### SET PROBLEM 1
Can you rewrite the piece on the Bank of England governor's call for bank reform, everything from "Bank of England head says" down to "something about it.", with "banking culture" changed to "banking ethos"?

★ ★ ★

STAFF NEWS & ANALYSIS
Hey, We Told You So! … Bank of England Head Demands Immediate and Far-Reaching Bank Reforms
By Staff News & Analysis - July 17, 2012

Bank of England head says banks must change culture … Sir Mervyn King: "Something went very wrong with the UK banking industry and we need to put it right." Bank of England governor Sir Mervyn King has called for a change in the banking culture, saying that customers have received "shoddy" treatment. He added that bank leaders had "let down" the many honest and hard working people in the financial sector. Sir Mervyn's comments come on the day banks were found to have mis-sold financial products to small businesses. – BBC

Dominant Social Theme: These banks are corrupt and the Bank of England has to do something about it.

Free-Market Analysis: We've been tracking this dominant social theme for more than a year now. The elites that want to run the world are focusing clearly on a replay of 1930s Pecora Hearings that gave us public markets, "self-regulatory" organizations and the SEC, CFTC, etc. For some of our articles on the subject, just search the 'Net using "Daily Bell" and "Pecora."

★ ★ ★

### SET PROBLEM 2
Could you reproduce the records from the line containing "like point(194, 219)." down to the line containing "point(384, 307)", both lines included and the requests kept, with every point coordinate in the answers shifted by -142?

★ ★ ★

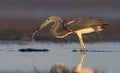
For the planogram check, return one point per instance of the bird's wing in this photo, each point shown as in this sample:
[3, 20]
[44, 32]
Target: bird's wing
[73, 24]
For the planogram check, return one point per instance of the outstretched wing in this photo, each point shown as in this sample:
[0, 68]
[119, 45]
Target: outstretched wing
[74, 24]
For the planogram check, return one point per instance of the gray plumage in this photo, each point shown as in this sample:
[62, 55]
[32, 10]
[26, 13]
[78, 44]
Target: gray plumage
[73, 25]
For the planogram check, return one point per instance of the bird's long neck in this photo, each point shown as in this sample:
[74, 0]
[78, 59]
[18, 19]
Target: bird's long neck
[55, 27]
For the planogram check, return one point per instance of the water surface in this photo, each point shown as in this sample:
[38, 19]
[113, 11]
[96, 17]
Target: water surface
[100, 57]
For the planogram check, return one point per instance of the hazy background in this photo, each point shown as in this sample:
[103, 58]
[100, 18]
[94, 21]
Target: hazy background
[19, 18]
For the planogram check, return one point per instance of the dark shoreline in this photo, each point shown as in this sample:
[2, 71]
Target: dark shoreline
[23, 29]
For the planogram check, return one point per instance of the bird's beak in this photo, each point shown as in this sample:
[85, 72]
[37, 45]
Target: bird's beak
[44, 24]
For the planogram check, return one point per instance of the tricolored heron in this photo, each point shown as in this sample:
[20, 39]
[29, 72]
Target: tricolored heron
[73, 25]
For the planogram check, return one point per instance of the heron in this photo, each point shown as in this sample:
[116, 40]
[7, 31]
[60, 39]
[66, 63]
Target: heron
[77, 26]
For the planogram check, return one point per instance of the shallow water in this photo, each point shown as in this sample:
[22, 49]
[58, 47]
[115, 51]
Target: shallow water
[100, 57]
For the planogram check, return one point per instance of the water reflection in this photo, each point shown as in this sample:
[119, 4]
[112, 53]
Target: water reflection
[62, 68]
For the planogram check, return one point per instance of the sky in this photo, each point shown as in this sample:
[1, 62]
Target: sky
[108, 9]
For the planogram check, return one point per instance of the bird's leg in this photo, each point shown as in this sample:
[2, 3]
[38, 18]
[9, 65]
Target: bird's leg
[81, 42]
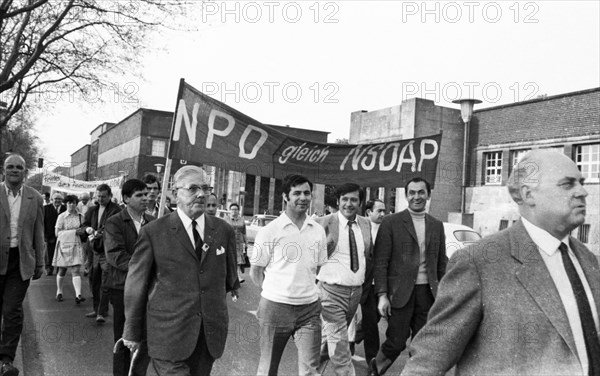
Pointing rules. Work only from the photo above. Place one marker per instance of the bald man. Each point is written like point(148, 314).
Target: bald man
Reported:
point(21, 253)
point(524, 301)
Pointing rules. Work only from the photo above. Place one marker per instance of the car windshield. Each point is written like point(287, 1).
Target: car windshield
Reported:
point(466, 236)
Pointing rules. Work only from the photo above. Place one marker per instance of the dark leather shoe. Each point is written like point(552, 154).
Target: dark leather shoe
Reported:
point(8, 369)
point(373, 368)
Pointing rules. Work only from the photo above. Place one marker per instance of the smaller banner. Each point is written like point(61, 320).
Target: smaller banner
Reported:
point(69, 185)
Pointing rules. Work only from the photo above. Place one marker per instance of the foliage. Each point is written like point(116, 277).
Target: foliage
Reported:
point(73, 45)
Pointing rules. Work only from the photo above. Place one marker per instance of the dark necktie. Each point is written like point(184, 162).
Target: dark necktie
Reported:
point(353, 249)
point(590, 334)
point(197, 238)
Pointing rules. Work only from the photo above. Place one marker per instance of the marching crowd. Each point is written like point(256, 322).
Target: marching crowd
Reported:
point(524, 301)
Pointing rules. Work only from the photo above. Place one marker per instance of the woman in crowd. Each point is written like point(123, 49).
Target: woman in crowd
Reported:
point(69, 249)
point(236, 220)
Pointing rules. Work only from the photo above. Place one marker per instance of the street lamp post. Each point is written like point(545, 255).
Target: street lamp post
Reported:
point(466, 112)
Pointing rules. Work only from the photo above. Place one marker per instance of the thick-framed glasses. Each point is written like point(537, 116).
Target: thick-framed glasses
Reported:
point(194, 189)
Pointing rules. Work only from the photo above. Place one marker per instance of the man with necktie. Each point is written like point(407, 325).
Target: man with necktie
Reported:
point(524, 301)
point(341, 278)
point(183, 265)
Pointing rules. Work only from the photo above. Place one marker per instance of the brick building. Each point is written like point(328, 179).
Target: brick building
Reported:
point(568, 123)
point(135, 145)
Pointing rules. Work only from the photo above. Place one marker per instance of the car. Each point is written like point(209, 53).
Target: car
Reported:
point(458, 236)
point(255, 224)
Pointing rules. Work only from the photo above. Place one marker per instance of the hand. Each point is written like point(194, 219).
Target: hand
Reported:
point(131, 345)
point(38, 272)
point(384, 307)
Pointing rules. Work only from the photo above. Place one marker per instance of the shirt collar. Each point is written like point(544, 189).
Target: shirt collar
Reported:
point(344, 221)
point(187, 221)
point(542, 238)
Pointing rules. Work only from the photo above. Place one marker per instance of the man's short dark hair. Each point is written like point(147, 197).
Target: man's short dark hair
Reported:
point(371, 203)
point(131, 186)
point(293, 181)
point(70, 198)
point(418, 180)
point(347, 188)
point(151, 179)
point(104, 188)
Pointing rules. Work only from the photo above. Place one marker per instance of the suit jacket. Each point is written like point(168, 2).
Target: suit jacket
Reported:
point(50, 216)
point(397, 256)
point(498, 312)
point(176, 292)
point(31, 231)
point(331, 224)
point(91, 220)
point(120, 237)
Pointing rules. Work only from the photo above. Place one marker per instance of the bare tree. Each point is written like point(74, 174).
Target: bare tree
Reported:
point(73, 44)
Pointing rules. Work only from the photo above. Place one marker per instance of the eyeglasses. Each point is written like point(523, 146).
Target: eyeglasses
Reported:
point(194, 189)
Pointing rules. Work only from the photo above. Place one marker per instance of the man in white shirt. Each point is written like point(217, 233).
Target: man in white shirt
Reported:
point(287, 253)
point(21, 254)
point(524, 301)
point(341, 278)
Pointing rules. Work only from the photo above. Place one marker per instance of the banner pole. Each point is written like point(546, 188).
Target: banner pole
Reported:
point(169, 162)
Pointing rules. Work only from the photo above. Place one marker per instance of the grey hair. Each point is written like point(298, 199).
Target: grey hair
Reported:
point(189, 170)
point(526, 172)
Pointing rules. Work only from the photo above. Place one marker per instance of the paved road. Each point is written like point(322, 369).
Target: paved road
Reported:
point(59, 340)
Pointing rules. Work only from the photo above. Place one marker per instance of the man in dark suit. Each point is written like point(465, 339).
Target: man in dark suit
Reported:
point(51, 212)
point(120, 235)
point(341, 278)
point(21, 254)
point(182, 268)
point(410, 260)
point(93, 226)
point(524, 301)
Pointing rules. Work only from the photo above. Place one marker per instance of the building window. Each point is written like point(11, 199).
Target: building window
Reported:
point(158, 148)
point(583, 233)
point(515, 157)
point(493, 167)
point(587, 158)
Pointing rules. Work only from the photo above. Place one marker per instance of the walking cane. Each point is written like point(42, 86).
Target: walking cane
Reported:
point(118, 345)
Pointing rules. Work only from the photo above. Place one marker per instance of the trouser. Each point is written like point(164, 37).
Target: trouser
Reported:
point(198, 364)
point(280, 321)
point(369, 327)
point(49, 254)
point(98, 275)
point(122, 358)
point(407, 321)
point(12, 293)
point(339, 306)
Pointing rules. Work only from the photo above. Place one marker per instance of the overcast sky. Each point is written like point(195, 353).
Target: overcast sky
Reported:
point(310, 64)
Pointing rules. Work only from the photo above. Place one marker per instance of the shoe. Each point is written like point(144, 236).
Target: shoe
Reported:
point(8, 369)
point(373, 368)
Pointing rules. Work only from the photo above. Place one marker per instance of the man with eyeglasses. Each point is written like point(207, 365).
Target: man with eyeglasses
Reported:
point(183, 266)
point(21, 254)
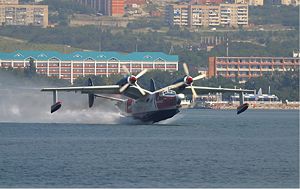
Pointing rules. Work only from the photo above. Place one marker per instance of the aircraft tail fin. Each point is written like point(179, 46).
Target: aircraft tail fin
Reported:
point(152, 85)
point(91, 96)
point(259, 92)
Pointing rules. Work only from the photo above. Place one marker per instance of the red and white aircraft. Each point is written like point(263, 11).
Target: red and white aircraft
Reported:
point(147, 106)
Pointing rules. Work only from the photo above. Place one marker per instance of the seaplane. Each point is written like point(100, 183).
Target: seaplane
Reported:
point(149, 106)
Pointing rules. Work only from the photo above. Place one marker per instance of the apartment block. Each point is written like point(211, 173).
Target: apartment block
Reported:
point(80, 64)
point(250, 2)
point(232, 15)
point(106, 7)
point(290, 2)
point(36, 15)
point(248, 67)
point(9, 2)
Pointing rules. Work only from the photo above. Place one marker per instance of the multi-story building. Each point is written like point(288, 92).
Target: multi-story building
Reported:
point(205, 2)
point(248, 67)
point(106, 7)
point(77, 64)
point(250, 2)
point(9, 2)
point(290, 2)
point(14, 14)
point(233, 15)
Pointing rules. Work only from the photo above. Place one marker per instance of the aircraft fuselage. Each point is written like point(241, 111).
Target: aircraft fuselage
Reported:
point(152, 108)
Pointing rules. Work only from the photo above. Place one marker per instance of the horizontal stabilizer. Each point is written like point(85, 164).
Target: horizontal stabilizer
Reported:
point(55, 107)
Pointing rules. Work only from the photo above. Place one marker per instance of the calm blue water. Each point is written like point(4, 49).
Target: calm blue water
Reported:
point(199, 148)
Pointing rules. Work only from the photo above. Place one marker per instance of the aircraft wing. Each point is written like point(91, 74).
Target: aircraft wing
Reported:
point(131, 91)
point(206, 90)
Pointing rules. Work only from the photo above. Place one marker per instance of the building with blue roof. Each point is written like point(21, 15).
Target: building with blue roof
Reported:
point(82, 63)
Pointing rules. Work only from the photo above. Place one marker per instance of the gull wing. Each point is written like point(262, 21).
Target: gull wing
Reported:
point(205, 90)
point(131, 91)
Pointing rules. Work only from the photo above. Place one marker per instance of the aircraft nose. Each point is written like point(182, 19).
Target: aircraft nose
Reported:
point(178, 101)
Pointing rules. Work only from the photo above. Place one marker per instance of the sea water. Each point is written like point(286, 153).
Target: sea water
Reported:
point(197, 148)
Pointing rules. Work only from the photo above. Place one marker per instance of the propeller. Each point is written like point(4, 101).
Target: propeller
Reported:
point(132, 80)
point(188, 80)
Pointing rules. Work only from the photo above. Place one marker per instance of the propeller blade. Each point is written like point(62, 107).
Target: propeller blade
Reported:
point(141, 73)
point(176, 85)
point(199, 77)
point(126, 70)
point(141, 89)
point(185, 68)
point(124, 87)
point(194, 92)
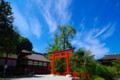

★ ★ ★

### WORKED ANSWER 1
Bank of England head says banks must change culture … Sir Mervyn King: "Something went very wrong with the UK banking industry and we need to put it right." Bank of England governor Sir Mervyn King has called for a change in the banking ethos, saying that customers have received "shoddy" treatment. He added that bank leaders had "let down" the many honest and hard working people in the financial sector. Sir Mervyn's comments come on the day banks were found to have mis-sold financial products to small businesses. – BBC

Dominant Social Theme: These banks are corrupt and the Bank of England has to do something about it.

### WORKED ANSWER 2
Pointing rules. Work only from the photo above. Place one marker per instance of the hand. Each point is written like point(194, 219).
Target: hand
Reported:
point(-11, 203)
point(-104, 130)
point(242, 165)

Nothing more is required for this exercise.